------ Texte retenu

L’avis de l’avocat des consorts Lipietz sur diverses réactions et polémiques consécutives à leur procès contre l’État et la SNCF
Par Rémi ROUQUETTE procesdetoulouse@wanadoo.fr
Dans la presse, à la radio, sur internet, diverses voix s’élèvent pour critiquer tel ou tel aspect du procès que les consorts Lipietz ont intenté à l’État (préfecture de Toulouse) et à la SNCF.
Rappelons que si l’audience a eu lieu le 16 mai 2006, l’affaire est en délibéré, le jugement devant être connu début juin.
D’abord les requérants
Contrairement à ce qu’écrivent ou disent certains, ce n’est pas Alain Lipietz ou sa sœur Hélène Lipietz qui ont intenté le procès : c’est Monsieur Georges Lipietz, leur père (ainsi que son demi-frère) qui ont intenté le procès en 2001. Alain, Hélène, Catherine Lipietz, ses enfants, et Colette Geuinlé-Lipietz, sa veuve ont simplement repris l’instance lorsque Monsieur Georges Lipietz est décédé : ils ont simplement respecté sa volonté que ce procès soit jugé.
Sur le fait que la condamnation demandée ne soit pas symbolique
Pourquoi une personne dont la vie privée a été violée par tel paparazzi, celle mise en prison et innocentée, l’auteur dont l’œuvre a été plagiée ou piratée, la victime d’une diffamation ou d’un permis de construire illégal etc., pourraient-elles légitimement demander des dommages et intérêts réels tandis que les victimes de persécutions antisémites devraient se contenter d’euros symboliques ? Que les détracteurs m’expliquent ou qu’ils prônent la suppression de tous dommages et intérêts dès lors que les biens ne sont pas atteints...

------------

_Consignes_
1 – D'après le texte sur le procès Lipietz, qui a intenté le procès en 2001 ?
2 – Nommez toutes les personnes qui, selon le texte sur le procès Lipietz, ont repris l'instance après le décès de Georges Lipietz.
3 – Poursuivez la rédaction du texte sur le procès Lipietz à partir de sa dernière phrase.
Le matériel qui suit n'a aucun lien avec le texte sur le procès Lipietz.

------ Matériel fourni

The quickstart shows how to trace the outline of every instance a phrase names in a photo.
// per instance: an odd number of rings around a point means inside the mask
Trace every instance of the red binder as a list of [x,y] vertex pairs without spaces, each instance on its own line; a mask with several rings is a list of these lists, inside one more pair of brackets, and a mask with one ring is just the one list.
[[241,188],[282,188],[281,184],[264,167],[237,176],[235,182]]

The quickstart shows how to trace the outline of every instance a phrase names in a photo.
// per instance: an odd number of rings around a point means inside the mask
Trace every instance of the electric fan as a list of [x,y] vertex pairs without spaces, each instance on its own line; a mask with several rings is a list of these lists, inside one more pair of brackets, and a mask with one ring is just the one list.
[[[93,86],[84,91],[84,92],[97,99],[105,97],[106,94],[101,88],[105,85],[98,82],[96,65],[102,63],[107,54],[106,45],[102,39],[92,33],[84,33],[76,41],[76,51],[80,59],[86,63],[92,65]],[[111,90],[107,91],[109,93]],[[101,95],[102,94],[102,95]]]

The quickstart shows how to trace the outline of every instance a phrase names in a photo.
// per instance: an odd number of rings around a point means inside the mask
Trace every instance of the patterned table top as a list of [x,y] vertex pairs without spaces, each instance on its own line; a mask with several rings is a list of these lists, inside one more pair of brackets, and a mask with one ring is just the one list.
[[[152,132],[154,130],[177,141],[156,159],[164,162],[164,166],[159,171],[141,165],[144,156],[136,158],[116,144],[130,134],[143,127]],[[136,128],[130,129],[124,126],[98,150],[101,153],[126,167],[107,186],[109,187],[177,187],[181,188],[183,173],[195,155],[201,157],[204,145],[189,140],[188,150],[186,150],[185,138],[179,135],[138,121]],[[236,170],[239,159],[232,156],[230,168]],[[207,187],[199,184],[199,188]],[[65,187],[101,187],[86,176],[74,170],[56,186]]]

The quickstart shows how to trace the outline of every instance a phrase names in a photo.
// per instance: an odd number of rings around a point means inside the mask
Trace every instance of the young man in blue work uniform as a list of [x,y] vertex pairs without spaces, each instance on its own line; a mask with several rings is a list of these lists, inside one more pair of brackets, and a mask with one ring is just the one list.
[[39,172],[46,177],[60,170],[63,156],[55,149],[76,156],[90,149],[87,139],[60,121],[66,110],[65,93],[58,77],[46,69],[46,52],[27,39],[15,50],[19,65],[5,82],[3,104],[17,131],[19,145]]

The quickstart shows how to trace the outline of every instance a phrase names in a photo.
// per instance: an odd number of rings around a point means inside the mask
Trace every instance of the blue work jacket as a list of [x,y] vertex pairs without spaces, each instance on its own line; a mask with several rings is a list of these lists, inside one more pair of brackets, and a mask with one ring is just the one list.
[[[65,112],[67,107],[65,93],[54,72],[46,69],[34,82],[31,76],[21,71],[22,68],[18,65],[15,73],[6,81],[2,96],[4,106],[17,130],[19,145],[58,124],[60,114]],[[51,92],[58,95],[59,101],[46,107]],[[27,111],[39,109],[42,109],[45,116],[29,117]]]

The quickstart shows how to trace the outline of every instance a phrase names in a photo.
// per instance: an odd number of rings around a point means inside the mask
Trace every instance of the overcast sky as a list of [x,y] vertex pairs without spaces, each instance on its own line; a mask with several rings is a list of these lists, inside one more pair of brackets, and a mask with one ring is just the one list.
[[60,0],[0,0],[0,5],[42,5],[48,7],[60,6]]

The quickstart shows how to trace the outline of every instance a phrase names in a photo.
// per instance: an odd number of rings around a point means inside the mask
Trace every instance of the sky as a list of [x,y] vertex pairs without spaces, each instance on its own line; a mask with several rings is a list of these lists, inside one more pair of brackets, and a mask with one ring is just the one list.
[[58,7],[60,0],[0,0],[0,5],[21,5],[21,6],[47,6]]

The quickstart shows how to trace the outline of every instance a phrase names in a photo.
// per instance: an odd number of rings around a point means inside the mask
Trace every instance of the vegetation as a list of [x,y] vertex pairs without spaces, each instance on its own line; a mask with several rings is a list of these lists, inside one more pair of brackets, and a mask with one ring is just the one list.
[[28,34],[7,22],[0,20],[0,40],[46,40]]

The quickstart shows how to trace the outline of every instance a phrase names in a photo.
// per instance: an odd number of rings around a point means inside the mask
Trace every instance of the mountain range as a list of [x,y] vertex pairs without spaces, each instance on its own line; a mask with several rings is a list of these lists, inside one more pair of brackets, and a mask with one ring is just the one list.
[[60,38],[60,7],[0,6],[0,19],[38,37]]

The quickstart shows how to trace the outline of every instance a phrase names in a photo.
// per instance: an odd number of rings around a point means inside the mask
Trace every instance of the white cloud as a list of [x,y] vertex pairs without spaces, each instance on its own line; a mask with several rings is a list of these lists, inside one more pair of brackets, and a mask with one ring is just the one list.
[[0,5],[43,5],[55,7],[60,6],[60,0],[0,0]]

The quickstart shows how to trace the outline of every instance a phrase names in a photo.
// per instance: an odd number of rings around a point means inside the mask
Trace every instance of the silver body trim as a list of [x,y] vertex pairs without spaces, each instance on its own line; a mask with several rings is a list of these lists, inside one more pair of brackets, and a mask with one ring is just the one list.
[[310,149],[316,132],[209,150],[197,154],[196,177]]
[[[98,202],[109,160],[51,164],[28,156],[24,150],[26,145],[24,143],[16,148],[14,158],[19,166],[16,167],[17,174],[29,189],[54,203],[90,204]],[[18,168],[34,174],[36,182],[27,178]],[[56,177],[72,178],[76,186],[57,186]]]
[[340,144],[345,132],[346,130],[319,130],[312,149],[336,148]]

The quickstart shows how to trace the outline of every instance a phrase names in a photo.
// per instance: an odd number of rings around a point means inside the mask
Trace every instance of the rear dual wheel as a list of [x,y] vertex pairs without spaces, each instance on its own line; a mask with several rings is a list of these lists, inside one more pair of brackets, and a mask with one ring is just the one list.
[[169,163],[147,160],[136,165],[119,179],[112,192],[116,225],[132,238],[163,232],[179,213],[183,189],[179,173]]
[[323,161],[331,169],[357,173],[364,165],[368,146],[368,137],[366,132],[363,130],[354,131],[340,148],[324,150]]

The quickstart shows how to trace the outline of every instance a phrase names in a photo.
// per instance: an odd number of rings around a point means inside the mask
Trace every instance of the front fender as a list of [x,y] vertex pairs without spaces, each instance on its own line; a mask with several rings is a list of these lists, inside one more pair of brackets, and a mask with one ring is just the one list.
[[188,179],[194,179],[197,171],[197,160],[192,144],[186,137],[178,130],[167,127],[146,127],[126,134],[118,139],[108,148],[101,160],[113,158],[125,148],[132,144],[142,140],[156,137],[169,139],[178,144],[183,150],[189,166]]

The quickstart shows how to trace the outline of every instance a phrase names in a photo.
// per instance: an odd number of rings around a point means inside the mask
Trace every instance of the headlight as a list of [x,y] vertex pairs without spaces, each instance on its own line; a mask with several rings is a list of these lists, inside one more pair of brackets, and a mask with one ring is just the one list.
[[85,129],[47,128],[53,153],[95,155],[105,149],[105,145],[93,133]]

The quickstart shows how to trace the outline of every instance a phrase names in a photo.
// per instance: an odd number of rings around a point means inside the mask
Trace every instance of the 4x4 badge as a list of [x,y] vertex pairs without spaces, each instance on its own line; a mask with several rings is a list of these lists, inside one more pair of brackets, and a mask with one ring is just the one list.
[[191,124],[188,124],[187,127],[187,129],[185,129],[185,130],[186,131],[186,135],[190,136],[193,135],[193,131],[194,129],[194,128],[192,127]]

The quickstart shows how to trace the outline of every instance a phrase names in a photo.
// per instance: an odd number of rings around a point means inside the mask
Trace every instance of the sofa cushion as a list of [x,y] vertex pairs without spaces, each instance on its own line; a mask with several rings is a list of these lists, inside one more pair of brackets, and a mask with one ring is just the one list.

------------

_Réponses par tâche_
1 – Georges Lipietz, père d'Alain et d'Hélène Lipietz, ainsi que son demi-frère.

2 – Alain Lipietz, Hélène Lipietz, Catherine Lipietz et Colette Geuinlé-Lipietz.

3 –
Quand la nature du dommage exclut toute véritable réparation, le système juridique ne connaît guère d’autre substitut que l’indemnisation. Le seul connu est la publicité officielle du jugement, mais les règles spéciales aux juridictions ne le permettent pas.
On accuse corrélativement les Lipietz de vouloir se faire de l’argent, au détriment des contribuables ou du service public ferroviaire. Mais s’il avait vraiment voulu « se faire de l’argent », Monsieur Georges Lipietz aurait tenté un procès aux Etats-Unis où chacun le sait les indemnités sont considérablement plus élevées. Et il aurait aussi demandé des indemnités pour les persécutions moins graves mais réelles antérieures à l’arrestation dont il a souffert comme tous ceux qui étaient réputés juifs.
Sur le fait que Monsieur Georges Lipietz n’aurait rien fait avant
Tout d’abord, l’affirmation est fausse. Non seulement Monsieur Georges Lipietz a témoigné maintes fois, notamment à la télévision, sur Drancy et sur la Shoah, mais il s’est aussi rendu dans des établissements d’enseignement pour expliquer l’indicible, a fait visiter Drancy etc.
Deuxièmement, il était impossible d’intenter un procès pénal. Il est ridicule de reprocher l’absence des Lipietz au procès Papon car Papon n’est en rien responsable de l’arrestation de Monsieur Georges Lipietz : il sévissait à Bordeaux, les Lipietz étaient à Pau... Les avocats pénalistes qui ont critiqué le principe d’un procès administratif ne peuvent pourtant pas ignorer qu’une action pénale suppose que le responsable soit identifié et vivant. Or, on ignore toujours ce que sont devenus le préfet et le responsable SNCF de Toulouse en place en 1944. Le seul coupable que connaissait Georges Lipietz était le SS Aloïs Brunner, qui dirigeait Drancy et qui était réfugié en Syrie. Georges Lipietz était d’ailleurs désespéré car il savait qu’il ne pouvait pas intenter un procès analogue au procès Papon.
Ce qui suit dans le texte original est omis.